> What the task requires
Please print the data below, reproducing every line without any change.

> Given records
○ ○ ○ ○ ○ ○ ○

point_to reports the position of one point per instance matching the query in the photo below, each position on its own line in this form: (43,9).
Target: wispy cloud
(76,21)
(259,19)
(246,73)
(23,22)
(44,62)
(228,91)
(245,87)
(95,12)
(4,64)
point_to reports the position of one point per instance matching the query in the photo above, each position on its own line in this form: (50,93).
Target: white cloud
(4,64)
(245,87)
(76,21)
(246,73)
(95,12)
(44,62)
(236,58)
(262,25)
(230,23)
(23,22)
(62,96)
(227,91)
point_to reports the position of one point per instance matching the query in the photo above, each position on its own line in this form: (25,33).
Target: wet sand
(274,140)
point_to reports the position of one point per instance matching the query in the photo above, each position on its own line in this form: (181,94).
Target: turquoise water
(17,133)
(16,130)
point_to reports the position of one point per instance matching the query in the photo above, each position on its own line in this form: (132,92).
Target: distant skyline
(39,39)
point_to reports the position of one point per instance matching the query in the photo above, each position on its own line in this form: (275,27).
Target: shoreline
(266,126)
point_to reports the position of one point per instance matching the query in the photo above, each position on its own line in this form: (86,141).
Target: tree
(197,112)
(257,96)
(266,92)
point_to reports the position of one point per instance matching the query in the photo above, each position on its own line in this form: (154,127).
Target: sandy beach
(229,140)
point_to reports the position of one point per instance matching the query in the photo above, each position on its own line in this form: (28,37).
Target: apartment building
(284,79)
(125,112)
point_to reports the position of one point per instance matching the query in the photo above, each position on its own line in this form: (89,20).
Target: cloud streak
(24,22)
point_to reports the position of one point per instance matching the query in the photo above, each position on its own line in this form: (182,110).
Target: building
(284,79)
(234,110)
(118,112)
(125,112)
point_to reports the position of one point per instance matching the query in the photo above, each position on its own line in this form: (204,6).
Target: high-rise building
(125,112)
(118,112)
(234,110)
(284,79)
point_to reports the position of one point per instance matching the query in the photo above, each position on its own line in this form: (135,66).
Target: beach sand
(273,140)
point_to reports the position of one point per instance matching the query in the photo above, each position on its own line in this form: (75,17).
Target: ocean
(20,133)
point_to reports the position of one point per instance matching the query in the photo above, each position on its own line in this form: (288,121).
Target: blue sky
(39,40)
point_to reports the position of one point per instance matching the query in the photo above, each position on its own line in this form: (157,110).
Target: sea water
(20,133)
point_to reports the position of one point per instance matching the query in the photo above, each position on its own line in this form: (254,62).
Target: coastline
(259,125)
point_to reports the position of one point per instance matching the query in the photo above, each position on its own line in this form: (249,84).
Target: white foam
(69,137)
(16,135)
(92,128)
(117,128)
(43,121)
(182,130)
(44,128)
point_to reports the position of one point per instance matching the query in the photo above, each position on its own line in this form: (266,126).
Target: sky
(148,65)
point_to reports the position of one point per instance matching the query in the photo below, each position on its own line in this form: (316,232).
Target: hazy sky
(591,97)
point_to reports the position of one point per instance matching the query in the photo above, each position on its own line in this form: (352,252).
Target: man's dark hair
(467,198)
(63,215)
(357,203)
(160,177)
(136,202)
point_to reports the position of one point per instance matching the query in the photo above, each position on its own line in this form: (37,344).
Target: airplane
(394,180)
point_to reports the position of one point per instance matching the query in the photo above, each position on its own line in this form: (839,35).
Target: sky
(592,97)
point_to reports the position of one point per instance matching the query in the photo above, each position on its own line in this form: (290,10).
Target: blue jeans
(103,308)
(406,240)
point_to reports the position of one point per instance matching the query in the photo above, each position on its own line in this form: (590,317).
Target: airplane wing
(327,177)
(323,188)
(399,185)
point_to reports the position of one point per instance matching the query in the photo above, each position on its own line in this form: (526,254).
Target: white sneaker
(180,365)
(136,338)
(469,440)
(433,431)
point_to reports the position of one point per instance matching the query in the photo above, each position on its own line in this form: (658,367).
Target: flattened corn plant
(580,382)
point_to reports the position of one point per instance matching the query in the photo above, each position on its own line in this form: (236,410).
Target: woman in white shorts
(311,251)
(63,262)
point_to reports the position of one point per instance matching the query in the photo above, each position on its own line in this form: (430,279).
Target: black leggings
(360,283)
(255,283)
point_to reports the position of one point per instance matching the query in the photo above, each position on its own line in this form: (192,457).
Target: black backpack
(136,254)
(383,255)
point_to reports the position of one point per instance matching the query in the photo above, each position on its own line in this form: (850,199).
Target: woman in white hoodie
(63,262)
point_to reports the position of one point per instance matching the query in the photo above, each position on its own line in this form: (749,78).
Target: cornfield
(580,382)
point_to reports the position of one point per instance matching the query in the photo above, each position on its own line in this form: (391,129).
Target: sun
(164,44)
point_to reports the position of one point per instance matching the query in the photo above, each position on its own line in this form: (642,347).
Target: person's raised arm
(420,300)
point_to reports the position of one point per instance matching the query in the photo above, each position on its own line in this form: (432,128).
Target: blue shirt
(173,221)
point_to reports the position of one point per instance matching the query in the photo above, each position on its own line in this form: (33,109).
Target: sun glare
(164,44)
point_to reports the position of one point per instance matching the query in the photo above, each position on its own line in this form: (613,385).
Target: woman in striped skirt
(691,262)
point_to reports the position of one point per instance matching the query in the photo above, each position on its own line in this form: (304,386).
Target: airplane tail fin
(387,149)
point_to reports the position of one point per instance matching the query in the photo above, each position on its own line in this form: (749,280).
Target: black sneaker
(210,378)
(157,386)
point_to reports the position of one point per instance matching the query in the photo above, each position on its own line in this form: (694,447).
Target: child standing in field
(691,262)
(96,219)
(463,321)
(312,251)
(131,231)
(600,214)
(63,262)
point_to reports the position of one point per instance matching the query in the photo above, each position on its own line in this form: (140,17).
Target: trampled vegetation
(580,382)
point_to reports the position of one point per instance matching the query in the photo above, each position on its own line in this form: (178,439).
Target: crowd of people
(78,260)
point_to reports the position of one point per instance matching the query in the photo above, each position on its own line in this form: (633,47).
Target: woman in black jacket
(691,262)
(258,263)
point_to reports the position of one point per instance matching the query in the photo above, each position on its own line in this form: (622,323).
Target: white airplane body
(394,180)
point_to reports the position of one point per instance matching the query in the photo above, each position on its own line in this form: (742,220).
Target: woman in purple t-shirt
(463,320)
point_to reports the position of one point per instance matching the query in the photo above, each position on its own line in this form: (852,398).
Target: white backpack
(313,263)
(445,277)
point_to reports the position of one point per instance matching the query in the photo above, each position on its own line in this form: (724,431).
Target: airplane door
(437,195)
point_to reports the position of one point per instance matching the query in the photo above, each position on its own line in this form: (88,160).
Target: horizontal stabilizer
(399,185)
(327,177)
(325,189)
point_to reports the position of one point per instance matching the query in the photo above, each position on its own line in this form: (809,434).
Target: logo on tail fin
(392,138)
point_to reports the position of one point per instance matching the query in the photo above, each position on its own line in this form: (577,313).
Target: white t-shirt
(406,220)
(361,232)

○ ○ ○ ○ ○ ○ ○

> Solution
point_to reports the position of one point per instance matching the query in the photo below, each position on its own line in this form: (43,9).
Target: wispy cloud
(76,21)
(259,19)
(246,73)
(23,22)
(44,62)
(228,91)
(245,87)
(95,12)
(4,64)
point_to reports the position of one point per instance matching the query in the photo above, each position on its own line in this form: (50,93).
Target: white cloud
(4,64)
(245,87)
(76,21)
(246,73)
(95,12)
(44,62)
(236,58)
(262,25)
(230,23)
(23,22)
(62,96)
(227,91)
point_to reports the position of one point per instance matching the query in the photo above, each position on its own line in this form: (25,33).
Target: wet sand
(274,140)
point_to reports the position of one point per instance matching the query in the photo above, each position on its own line in this form: (181,94).
Target: turquoise water
(17,133)
(16,130)
point_to reports the position of one point per instance matching the query in the photo above, each position on its own line in this form: (132,92).
Target: distant skyline
(39,39)
point_to reports the position of one point per instance matching the query in the photo above, each position on its own line in this form: (275,27).
Target: shoreline
(266,126)
point_to reports the position of one point per instance matching the query in the photo above, each position on its own line in this form: (86,141).
Target: tree
(197,112)
(257,96)
(266,92)
point_to reports the position of one point per instance matching the query in the photo above, each position on its own line in this form: (154,127).
Target: sandy beach
(229,140)
point_to reports the position of one point per instance matching the query in the photo above, each position on its own line in this form: (28,37).
Target: apartment building
(284,79)
(125,112)
point_to reports the position of one point per instance matching the query in the photo above, each position on its own line in this form: (89,20).
Target: cloud streak
(24,22)
point_to reports the position of one point per instance matching the query in the photo above, each position on its own line in this form: (182,110).
Target: building
(284,79)
(234,110)
(118,112)
(125,112)
point_to reports the position of one point per instance matching the query in the photo above, each position on its own line in this form: (204,6).
Target: high-rise building
(125,112)
(118,112)
(234,110)
(284,79)
point_to reports the position of one point per instance matching the query in the photo above, each position on its own line in this form: (135,66).
Target: beach sand
(273,140)
point_to reports the position of one point per instance matching the query in the photo above, each position on its own line in this form: (75,17).
Target: ocean
(20,133)
point_to reports the position of one point per instance matching the query in the photo above, each position on its own line in this form: (288,121).
Target: blue sky
(39,40)
point_to reports the position of one point per instance matching the query in the photo above, each position on its own line in this form: (157,110).
Target: sea water
(20,133)
point_to reports the position of one point per instance matching the query in the photo above, each position on its own line in this form: (254,62).
Target: coastline
(259,125)
point_to reports the position of one point per instance matching the query in the photo above, each position on its own line in this form: (249,84).
Target: white foam
(69,137)
(16,135)
(92,128)
(117,128)
(43,121)
(182,130)
(44,128)
point_to reports the position of one point per instance matching the query in the photo above, each position on its own line in this form: (266,126).
Target: sky
(148,65)
point_to reports the position of one point per instance matching the query in the photo below, each position on its own line in this form: (316,232).
Target: hazy sky
(591,97)
point_to reports the position of one point per instance matching the query in the photo above, each position on its own line in this form: (352,252).
Target: man's dark hair
(467,198)
(63,215)
(357,203)
(160,177)
(136,202)
point_to reports the position of one point per instance matching the query in the photo above, each position on its own line in this form: (37,344).
Target: airplane
(394,180)
point_to reports the position of one point per instance matching the query in the photo above, each position on its own line in this form: (839,35).
Target: sky
(592,97)
point_to reports the position of one point per instance matching the query in the photo above, each position on its own line in this form: (290,10).
Target: blue jeans
(103,308)
(406,240)
point_to reports the position of one point per instance matching the query in the photo above, each position on its own line in this form: (590,317).
Target: airplane wing
(327,177)
(323,188)
(399,185)
point_to reports the position of one point per instance matching the query in the photo above, each position on its own line in this form: (526,254).
Target: white sneaker
(180,365)
(136,338)
(469,440)
(433,431)
point_to reports the position of one point per instance matching the query in the photo above, each position on its own line in this form: (658,367).
Target: flattened corn plant
(580,382)
point_to reports the position of one point per instance matching the query in the photo above, each position on its own line in this form: (236,410).
Target: woman in white shorts
(311,251)
(63,262)
point_to reports the position of one point per instance matching the query in the photo above, each position on its own line in this form: (430,279).
Target: black leggings
(360,283)
(255,283)
point_to reports the position of one point per instance matching the query in the photo above, each position on its own line in this form: (192,457).
Target: black backpack
(136,254)
(383,255)
point_to reports the position of one point per instance matching the query in the photo above, each position on its own line in this form: (850,199).
Target: woman in white hoodie
(63,262)
point_to reports the position of one point per instance matching the query in the photo above, each position on its own line in this form: (749,78).
Target: cornfield
(580,382)
point_to reports the position of one point per instance matching the query in the photo above, each position on its own line in this form: (391,129).
Target: sun
(164,44)
point_to reports the position of one point per instance matching the query in the photo above, each position on its own line in this form: (642,347).
Target: person's raised arm
(420,300)
point_to reports the position of one point per instance matching the query in the photo above, each position on its own line in this form: (432,128).
Target: blue shirt
(173,221)
point_to reports the position of one point per instance matching the query in the photo above, each position on its own line in this form: (33,109).
Target: sun glare
(164,44)
point_to reports the position of one point per instance matching the query in the photo above, each position on its own line in this form: (613,385).
Target: woman in striped skirt
(691,262)
point_to reports the position of one point per instance matching the query in the photo above, each position on its own line in this form: (304,386).
Target: airplane tail fin
(387,149)
point_to reports the position of one point per instance matching the query in the photo above, each position on its own line in this form: (749,280).
Target: black sneaker
(210,378)
(157,386)
point_to reports the position of one point per instance matching the query in the photo above, each position on its own line in this form: (694,447).
Target: child standing in field
(691,262)
(96,219)
(463,321)
(312,251)
(131,231)
(600,214)
(63,262)
point_to reports the position of one point per instance matching the query in the photo above, each position on its own line in this form: (140,17).
Target: trampled vegetation
(580,382)
point_to reports the position of one point per instance matching the query in the photo above, each position on its own line in this form: (178,439).
Target: crowd of people
(78,260)
point_to reports the position of one point per instance matching the query in the photo above, each position on its own line in this form: (633,47).
Target: woman in black jacket
(691,262)
(258,263)
point_to reports the position of one point per instance matching the query in the photo above, each position on its own line in this form: (622,323).
Target: white airplane body
(394,180)
point_to reports the position of one point per instance matching the query in the photo above, each position on its own line in this form: (742,220).
Target: woman in purple t-shirt
(463,320)
point_to reports the position of one point per instance matching the query in the photo above, each position on its own line in this form: (852,398).
Target: white backpack
(313,263)
(445,277)
point_to reports the position of one point per instance matching the query in the photo above, each position on its own line in this form: (724,431).
Target: airplane door
(437,195)
point_to reports the position of one point per instance matching the query in the photo above, each position on its own line in this form: (88,160).
Target: horizontal stabilizer
(399,185)
(327,177)
(325,189)
point_to reports the position of one point per instance matching the query in the photo above, each position on its own line in this form: (809,434).
Target: logo on tail fin
(392,138)
point_to reports the position of one point per instance matching the query in the photo above, each position on its own line in this form: (577,313).
Target: white t-shirt
(406,220)
(361,232)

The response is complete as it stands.